SUPPLIED INFORMATION START

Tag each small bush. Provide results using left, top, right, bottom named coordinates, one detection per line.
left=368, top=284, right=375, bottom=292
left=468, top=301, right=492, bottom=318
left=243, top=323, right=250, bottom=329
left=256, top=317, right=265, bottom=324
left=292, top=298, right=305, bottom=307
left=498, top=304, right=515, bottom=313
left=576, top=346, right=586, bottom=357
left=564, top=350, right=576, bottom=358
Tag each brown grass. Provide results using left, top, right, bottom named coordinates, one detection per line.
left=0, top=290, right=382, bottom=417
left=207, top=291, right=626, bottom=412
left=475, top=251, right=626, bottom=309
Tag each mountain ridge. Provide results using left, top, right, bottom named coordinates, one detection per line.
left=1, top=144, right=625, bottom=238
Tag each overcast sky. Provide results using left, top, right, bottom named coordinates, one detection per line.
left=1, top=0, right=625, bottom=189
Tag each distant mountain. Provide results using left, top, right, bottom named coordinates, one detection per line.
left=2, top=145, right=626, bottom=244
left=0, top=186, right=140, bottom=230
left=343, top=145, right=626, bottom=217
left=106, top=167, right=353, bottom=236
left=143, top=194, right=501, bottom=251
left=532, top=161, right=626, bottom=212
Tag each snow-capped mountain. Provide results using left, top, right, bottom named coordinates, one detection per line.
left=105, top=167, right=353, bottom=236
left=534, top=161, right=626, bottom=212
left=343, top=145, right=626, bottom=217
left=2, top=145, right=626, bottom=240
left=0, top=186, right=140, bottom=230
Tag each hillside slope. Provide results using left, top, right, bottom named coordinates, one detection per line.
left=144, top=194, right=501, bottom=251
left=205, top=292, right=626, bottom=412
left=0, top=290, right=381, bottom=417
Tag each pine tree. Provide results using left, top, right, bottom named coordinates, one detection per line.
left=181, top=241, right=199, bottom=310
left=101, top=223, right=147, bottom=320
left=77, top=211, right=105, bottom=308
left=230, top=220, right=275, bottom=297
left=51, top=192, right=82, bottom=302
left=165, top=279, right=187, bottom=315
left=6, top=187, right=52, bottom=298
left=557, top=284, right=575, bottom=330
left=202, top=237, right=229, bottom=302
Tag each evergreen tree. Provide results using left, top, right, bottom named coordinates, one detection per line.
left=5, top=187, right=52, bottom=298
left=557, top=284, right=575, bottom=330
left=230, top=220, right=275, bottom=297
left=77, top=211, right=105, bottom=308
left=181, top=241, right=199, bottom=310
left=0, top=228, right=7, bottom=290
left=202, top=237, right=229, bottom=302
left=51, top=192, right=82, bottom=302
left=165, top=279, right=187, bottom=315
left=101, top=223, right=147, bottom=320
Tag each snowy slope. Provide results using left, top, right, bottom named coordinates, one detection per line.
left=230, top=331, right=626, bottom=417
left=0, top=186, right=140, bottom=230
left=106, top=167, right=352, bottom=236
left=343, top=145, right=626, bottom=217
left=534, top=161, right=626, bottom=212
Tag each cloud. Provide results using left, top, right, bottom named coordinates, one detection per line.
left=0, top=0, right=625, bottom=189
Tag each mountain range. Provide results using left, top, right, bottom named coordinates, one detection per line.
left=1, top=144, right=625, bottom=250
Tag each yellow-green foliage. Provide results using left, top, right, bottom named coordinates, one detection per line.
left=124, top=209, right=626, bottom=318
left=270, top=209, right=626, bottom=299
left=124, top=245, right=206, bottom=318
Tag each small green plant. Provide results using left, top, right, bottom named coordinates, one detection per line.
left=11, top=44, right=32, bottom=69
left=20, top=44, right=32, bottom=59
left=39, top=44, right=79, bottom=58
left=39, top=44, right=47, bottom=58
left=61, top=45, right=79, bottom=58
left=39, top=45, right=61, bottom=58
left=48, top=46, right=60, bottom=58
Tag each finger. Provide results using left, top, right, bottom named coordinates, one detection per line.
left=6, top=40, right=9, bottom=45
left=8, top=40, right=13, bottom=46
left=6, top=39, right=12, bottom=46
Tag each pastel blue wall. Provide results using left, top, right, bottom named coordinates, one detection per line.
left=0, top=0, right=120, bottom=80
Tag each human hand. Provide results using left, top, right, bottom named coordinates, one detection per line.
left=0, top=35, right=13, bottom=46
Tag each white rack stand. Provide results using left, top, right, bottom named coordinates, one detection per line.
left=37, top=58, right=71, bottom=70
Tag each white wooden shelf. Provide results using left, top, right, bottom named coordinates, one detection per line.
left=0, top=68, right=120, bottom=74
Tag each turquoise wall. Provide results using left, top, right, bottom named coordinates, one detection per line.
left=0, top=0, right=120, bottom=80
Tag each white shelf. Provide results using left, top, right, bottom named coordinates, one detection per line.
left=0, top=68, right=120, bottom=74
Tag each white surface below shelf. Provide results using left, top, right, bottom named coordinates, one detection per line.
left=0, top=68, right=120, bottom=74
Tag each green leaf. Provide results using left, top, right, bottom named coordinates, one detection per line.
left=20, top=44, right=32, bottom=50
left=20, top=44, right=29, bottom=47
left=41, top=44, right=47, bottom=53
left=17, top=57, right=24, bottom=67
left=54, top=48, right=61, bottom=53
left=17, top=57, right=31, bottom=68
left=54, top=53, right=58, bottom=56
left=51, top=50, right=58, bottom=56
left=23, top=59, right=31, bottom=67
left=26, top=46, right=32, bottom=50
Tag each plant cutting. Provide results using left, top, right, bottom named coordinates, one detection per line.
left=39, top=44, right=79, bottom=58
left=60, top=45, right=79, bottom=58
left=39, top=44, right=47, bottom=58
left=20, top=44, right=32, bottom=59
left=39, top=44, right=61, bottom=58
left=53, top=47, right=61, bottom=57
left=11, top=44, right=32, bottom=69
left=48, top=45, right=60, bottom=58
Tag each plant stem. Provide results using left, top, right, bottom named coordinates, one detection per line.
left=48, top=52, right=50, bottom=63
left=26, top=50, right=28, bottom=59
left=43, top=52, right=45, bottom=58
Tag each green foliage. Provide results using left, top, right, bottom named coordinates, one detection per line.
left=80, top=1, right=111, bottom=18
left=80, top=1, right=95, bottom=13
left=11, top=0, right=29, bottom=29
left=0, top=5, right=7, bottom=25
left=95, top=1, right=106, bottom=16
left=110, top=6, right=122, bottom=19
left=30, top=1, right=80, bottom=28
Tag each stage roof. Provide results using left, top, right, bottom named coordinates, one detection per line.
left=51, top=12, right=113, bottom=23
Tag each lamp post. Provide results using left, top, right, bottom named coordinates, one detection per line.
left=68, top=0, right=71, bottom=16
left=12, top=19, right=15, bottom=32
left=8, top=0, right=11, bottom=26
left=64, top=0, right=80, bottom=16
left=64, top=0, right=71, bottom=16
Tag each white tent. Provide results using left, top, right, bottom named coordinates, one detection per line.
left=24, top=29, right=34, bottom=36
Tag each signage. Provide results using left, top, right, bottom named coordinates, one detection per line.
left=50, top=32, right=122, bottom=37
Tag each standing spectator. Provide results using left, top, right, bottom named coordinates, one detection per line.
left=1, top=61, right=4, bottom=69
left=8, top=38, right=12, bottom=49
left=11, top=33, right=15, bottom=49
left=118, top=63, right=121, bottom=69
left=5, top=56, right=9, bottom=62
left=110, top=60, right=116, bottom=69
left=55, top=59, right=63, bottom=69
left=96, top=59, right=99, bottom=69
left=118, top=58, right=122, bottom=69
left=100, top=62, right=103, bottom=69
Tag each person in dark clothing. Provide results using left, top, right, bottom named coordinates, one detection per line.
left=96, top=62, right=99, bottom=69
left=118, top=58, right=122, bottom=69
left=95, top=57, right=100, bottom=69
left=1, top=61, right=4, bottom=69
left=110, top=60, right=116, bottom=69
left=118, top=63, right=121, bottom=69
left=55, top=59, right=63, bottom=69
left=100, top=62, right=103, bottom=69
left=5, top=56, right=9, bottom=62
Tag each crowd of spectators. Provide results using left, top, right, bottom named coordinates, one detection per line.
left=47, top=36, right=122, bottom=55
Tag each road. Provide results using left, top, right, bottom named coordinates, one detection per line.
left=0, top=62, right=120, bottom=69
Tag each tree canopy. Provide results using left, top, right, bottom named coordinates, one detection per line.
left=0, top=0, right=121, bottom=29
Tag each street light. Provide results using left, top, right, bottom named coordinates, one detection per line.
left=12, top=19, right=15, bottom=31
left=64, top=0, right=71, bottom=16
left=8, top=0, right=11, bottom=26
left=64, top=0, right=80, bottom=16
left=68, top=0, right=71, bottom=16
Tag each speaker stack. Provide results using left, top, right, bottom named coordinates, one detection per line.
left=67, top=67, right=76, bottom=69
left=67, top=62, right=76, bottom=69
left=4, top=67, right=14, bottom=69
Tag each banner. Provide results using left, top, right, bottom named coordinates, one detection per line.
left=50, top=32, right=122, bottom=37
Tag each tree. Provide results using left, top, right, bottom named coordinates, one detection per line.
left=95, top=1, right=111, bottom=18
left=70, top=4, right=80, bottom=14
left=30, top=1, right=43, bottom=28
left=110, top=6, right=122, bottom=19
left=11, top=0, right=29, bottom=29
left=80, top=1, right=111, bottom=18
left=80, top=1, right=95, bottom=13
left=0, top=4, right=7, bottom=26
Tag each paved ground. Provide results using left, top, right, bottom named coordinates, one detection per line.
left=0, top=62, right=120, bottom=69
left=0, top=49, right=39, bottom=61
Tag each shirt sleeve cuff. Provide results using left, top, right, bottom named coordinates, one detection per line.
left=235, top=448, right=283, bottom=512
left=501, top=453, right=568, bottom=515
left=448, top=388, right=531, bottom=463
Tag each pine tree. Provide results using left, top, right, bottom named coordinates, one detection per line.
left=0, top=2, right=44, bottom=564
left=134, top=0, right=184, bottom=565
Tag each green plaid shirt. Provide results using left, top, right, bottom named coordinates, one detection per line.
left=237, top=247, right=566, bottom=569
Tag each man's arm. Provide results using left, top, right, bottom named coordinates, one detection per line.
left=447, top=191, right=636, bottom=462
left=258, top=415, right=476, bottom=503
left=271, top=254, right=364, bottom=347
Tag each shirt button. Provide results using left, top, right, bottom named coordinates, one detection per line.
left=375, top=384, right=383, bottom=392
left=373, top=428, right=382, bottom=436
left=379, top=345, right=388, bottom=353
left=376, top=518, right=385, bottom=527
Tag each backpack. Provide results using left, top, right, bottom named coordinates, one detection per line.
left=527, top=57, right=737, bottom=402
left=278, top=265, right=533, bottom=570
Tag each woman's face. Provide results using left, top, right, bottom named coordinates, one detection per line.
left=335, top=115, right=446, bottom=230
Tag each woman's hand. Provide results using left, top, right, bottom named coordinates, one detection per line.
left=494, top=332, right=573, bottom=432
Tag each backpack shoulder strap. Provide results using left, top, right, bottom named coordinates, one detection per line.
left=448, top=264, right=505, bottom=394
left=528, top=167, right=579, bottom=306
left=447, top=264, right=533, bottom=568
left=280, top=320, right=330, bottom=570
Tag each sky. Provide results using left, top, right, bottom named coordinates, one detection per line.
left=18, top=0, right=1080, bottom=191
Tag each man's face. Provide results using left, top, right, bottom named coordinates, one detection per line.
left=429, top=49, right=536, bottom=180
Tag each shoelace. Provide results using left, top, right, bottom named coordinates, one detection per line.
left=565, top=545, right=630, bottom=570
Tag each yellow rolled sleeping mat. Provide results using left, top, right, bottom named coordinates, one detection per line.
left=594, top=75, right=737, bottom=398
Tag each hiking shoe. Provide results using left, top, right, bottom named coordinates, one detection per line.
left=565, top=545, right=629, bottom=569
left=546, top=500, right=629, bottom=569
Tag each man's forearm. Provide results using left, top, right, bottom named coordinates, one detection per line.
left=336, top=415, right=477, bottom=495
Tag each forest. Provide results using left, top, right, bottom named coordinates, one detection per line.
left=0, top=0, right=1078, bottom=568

SUPPLIED INFORMATION END

EXERCISE OBJECTIVE:
Begin with the line that contains "Tag each sky." and quote each line after it exactly, stopping after the last line of the data.

TASK OUTPUT:
Tag each sky. Provide results using left, top, right, bottom named coordinates, one detection per line.
left=18, top=0, right=1080, bottom=191
Tag each man's face. Provide results using left, top, right, bottom named coordinates, one detection per line.
left=429, top=49, right=536, bottom=180
Tag each shoelace. Provide results using left, top, right, bottom named coordinates, one detection per line.
left=565, top=545, right=630, bottom=570
Tag each yellow rolled sleeping mat. Provide results using left, top, right, bottom named coordinates, one detection per line.
left=594, top=75, right=737, bottom=398
Tag each hiking shoe. Provide results using left, top, right, bottom named coordinates, one detection per line.
left=565, top=545, right=629, bottom=569
left=546, top=500, right=629, bottom=569
Tag each man's forearm. Provide results using left, top, right, bottom named coordinates, one detection per line.
left=336, top=415, right=477, bottom=495
Tag each forest. Provide results using left, top, right, bottom named coordinates, one detection per line.
left=0, top=0, right=1078, bottom=568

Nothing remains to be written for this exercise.